## Provided text
/---
Docket No. 594
Decided: Wednesday, January 15th, 1890
Opinion: 1 Wash. 1 (1890)
Court: Anders1 Court (1889-1892)
Note: We post only slip opinion(s) as published at the time of the decision. Please consult Washington Reports printed volumes for the opinion(s) in their final form. Undetermined votes indicate that the opinion(s) have not been evaluated yet.
LILIENTHAL v. WRIGHT, 1 Wash. 1; 23 P. 801 (1890).
No. 594.
\---
## Dataset entries
/---
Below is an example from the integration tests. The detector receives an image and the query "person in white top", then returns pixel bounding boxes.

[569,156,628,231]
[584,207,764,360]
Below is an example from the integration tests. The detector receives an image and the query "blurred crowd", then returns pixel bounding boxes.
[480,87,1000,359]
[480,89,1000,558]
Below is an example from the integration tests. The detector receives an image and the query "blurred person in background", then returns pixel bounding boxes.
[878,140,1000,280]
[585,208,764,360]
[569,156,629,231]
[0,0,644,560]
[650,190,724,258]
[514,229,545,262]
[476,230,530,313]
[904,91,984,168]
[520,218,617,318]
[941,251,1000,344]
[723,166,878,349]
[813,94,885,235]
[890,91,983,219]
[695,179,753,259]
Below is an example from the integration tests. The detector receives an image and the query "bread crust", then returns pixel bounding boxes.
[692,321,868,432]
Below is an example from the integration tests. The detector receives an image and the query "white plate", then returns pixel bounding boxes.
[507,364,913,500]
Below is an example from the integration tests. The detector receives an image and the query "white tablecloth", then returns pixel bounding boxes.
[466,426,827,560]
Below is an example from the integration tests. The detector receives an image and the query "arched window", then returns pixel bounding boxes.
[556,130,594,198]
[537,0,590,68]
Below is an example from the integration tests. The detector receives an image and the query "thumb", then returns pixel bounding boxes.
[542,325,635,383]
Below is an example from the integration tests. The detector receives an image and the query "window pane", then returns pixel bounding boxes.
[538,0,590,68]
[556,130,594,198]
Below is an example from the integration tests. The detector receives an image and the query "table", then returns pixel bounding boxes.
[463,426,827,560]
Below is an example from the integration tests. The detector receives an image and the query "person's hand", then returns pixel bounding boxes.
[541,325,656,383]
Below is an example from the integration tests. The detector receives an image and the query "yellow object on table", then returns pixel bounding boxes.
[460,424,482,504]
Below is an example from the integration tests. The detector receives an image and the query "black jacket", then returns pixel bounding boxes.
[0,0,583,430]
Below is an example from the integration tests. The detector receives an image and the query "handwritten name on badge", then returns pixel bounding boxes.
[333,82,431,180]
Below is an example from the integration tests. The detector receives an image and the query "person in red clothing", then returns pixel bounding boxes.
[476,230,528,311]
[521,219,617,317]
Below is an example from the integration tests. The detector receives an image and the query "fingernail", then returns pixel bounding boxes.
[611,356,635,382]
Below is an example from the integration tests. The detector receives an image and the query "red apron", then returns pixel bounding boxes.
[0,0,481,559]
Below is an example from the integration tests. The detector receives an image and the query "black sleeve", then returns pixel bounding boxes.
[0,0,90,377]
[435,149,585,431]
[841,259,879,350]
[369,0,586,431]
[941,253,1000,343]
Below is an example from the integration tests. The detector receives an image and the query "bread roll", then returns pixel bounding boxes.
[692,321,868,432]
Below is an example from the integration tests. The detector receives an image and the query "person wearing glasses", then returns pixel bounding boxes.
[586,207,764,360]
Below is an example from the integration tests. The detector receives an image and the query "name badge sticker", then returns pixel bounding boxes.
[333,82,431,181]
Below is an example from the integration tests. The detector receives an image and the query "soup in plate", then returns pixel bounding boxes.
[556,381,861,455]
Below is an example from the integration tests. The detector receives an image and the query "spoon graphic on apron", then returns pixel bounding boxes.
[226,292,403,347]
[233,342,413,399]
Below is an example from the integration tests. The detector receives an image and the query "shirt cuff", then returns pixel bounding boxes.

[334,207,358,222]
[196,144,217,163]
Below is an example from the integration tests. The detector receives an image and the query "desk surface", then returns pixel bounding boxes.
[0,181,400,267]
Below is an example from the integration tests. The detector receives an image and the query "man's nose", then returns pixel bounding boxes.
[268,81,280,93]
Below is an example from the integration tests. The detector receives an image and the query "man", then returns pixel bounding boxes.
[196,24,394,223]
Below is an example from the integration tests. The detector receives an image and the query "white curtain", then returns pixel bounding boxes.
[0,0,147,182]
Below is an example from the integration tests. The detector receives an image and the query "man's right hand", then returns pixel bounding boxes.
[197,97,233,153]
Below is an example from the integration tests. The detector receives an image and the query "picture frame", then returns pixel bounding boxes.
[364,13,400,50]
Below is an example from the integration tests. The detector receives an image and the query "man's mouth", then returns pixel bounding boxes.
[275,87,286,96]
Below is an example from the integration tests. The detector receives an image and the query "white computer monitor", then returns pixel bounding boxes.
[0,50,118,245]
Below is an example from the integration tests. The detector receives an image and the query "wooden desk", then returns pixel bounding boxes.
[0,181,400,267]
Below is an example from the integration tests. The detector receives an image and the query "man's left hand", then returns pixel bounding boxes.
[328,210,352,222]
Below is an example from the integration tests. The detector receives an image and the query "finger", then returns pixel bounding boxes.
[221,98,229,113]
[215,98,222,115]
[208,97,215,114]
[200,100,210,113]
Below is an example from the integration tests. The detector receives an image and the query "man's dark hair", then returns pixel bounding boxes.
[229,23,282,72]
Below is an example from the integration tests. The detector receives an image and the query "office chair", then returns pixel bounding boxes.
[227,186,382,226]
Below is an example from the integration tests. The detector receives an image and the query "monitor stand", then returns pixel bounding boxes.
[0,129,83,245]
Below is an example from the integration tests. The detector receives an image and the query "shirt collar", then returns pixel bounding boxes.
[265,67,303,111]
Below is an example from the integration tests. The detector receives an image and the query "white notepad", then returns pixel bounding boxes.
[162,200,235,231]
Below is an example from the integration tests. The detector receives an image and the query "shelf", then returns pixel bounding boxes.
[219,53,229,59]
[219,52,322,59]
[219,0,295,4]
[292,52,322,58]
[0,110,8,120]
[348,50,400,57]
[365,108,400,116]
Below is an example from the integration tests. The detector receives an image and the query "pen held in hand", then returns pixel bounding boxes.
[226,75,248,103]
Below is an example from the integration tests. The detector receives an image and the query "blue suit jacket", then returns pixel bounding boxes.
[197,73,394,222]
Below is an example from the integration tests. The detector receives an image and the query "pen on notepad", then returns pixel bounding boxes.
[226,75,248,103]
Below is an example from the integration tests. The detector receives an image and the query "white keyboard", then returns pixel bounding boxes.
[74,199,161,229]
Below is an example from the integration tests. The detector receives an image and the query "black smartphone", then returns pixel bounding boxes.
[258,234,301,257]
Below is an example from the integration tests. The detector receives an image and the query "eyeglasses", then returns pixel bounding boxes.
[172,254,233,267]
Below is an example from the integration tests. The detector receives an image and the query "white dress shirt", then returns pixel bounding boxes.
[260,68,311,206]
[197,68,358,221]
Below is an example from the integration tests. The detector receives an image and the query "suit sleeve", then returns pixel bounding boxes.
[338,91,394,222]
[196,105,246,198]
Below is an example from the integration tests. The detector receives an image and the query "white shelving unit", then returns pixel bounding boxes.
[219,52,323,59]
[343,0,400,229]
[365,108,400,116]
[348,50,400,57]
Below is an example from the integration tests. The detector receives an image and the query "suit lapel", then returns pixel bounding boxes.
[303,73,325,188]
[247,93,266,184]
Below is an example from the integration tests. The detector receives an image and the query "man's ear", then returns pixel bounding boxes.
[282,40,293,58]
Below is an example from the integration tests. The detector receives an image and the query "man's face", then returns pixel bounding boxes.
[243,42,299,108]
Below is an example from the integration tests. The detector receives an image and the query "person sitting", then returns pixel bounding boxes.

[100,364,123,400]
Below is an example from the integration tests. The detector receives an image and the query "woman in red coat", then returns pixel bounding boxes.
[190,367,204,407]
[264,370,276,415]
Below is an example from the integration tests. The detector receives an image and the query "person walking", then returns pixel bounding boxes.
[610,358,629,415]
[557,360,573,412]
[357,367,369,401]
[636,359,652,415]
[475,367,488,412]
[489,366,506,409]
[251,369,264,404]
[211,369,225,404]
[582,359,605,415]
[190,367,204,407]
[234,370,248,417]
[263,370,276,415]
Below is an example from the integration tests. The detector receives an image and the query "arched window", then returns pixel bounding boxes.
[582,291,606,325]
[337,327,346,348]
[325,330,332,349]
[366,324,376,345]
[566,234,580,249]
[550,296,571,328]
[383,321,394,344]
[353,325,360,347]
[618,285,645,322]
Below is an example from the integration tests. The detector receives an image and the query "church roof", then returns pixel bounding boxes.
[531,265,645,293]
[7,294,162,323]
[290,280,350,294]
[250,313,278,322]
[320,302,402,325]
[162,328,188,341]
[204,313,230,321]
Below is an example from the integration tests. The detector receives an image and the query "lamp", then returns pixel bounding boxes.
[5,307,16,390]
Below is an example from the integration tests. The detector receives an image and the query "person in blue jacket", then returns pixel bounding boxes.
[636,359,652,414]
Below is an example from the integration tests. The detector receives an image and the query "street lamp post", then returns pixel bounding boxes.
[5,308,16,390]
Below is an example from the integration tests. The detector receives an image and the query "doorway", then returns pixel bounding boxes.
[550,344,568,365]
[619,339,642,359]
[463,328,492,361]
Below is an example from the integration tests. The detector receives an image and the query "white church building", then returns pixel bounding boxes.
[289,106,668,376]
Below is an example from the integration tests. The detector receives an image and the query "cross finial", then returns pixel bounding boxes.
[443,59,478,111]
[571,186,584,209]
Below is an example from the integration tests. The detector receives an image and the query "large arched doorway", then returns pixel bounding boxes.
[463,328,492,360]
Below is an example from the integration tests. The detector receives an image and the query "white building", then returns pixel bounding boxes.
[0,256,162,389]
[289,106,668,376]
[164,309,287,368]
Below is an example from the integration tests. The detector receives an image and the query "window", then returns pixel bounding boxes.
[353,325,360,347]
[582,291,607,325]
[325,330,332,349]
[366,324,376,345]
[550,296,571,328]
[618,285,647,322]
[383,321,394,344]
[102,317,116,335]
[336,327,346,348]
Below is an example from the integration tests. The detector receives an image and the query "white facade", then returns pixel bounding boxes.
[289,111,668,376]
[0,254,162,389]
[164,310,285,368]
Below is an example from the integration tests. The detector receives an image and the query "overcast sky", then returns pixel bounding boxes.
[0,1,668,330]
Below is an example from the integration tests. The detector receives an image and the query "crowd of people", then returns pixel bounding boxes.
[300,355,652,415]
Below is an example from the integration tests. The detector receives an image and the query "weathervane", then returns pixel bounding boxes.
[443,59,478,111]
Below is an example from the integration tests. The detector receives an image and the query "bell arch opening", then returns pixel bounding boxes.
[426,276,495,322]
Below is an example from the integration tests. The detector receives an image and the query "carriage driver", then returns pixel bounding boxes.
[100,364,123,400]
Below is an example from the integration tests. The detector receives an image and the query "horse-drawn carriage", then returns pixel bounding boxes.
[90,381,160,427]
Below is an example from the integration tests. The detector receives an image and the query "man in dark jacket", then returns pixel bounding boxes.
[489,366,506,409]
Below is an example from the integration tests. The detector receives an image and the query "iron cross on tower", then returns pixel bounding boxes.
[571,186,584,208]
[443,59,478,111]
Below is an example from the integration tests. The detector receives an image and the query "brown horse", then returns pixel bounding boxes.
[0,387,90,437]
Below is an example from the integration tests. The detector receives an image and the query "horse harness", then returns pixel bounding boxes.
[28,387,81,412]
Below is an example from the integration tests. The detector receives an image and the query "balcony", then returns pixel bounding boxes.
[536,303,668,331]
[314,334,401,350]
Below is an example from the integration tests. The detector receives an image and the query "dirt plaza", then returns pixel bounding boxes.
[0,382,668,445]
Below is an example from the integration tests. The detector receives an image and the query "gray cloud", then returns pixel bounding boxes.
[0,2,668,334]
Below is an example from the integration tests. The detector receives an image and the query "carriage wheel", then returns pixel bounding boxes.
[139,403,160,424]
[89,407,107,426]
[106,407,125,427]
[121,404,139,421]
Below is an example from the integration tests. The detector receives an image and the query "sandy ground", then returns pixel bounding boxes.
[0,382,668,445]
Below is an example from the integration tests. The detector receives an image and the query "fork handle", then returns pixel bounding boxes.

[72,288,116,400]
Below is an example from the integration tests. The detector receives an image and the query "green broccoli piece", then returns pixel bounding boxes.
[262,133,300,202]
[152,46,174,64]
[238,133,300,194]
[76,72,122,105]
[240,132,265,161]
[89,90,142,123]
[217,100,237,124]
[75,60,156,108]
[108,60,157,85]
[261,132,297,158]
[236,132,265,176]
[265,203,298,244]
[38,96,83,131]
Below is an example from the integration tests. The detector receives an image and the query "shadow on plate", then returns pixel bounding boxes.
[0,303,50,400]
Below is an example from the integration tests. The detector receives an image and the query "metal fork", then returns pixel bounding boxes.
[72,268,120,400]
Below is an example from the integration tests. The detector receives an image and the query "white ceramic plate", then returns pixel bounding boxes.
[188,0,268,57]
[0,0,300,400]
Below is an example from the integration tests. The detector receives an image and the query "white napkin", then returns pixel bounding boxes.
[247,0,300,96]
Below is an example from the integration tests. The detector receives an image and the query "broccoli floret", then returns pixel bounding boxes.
\---
Reproduce the court case record word for word, from start to finish. The items are separate material and have nothing to do with the court case record.

## Answer
Docket No. 594
Decided: Wednesday, January 15th, 1890
Opinion: 1 Wash. 1 (1890)
Court: Anders1 Court (1889-1892)
Note: We post only slip opinion(s) as published at the time of the decision. Please consult Washington Reports printed volumes for the opinion(s) in their final form. Undetermined votes indicate that the opinion(s) have not been evaluated yet.
LILIENTHAL v. WRIGHT, 1 Wash. 1; 23 P. 801 (1890).
No. 594.